■ **The task**
Copy out the data below word for word, reproducing every line without any alteration.
— START OF Stored records —
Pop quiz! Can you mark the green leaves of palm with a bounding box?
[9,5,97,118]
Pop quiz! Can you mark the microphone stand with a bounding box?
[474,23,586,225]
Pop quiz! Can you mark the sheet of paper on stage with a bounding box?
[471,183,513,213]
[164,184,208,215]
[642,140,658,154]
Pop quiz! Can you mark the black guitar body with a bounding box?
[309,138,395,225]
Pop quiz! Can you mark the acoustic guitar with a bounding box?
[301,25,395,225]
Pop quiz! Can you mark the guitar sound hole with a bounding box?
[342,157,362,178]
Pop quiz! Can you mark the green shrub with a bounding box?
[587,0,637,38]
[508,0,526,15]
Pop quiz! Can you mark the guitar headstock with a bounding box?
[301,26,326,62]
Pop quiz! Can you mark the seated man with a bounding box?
— END OF Stored records —
■ **Task output**
Pop quiz! Can you mark the green leaves of palm with a bounding box?
[9,5,97,118]
Pop quiz! Can you mark the microphone stand with a bounding box?
[474,23,586,225]
Pop quiz! Can you mark the sheet of paper on stage with a bounding box?
[471,183,513,213]
[164,184,208,215]
[642,140,658,154]
Pop quiz! Can you mark the black guitar body with a bounding box?
[309,138,395,225]
Pop quiz! Can you mark the acoustic guitar with a bounding box?
[301,25,395,225]
Pop quiz! Can you mark the guitar sound hole with a bounding box?
[342,157,362,178]
Pop quiz! Can you mark the green shrub with a bounding box?
[587,0,637,38]
[508,0,526,15]
Pop quiz! Can you mark the guitar headstock with a bounding box?
[301,26,326,62]
Pop quiz! Can you mark the seated man with a bounding box?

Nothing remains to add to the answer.